Please rewrite the lines of the records below with "leafy tree" replaced by "tree with leaves" and nothing else changed. Leave the pictures out of your answer.

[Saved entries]
---+---
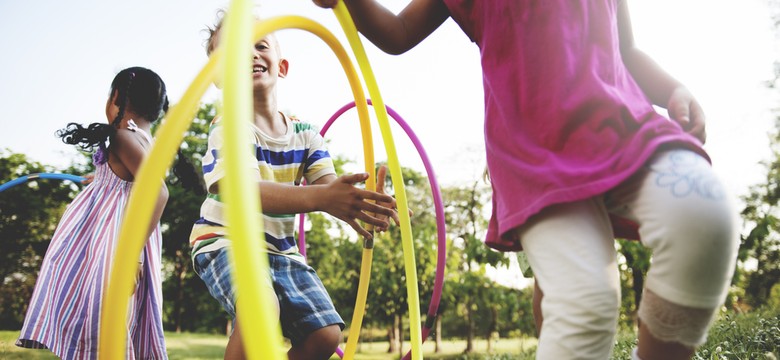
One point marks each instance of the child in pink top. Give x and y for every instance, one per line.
x=577, y=156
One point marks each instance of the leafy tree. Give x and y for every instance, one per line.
x=188, y=305
x=29, y=213
x=761, y=244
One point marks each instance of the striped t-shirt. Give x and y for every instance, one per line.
x=298, y=154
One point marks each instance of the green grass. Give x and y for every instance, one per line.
x=754, y=335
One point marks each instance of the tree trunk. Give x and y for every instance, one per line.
x=437, y=349
x=400, y=323
x=470, y=328
x=180, y=270
x=392, y=339
x=492, y=328
x=638, y=280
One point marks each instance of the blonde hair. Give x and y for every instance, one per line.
---+---
> [Exercise response]
One point marks each instance of the child in pink top. Give x and y for every instance, one per line.
x=577, y=156
One point marks each instance of the tree with leaves. Give x and y for every instance, one per line.
x=188, y=305
x=29, y=213
x=761, y=244
One point marks each instance of the striped t-shirt. Give x and y for every instance, one per line.
x=298, y=154
One point marks each instance of the green grass. Give x and y for every instance, one per line.
x=754, y=335
One point marks each instance of the tree trunk. Give x and y for every instance, one per line.
x=437, y=349
x=400, y=323
x=470, y=328
x=180, y=270
x=392, y=339
x=492, y=328
x=638, y=280
One point marks each instance of the blonde hair. Give x and y for every instance, one per line.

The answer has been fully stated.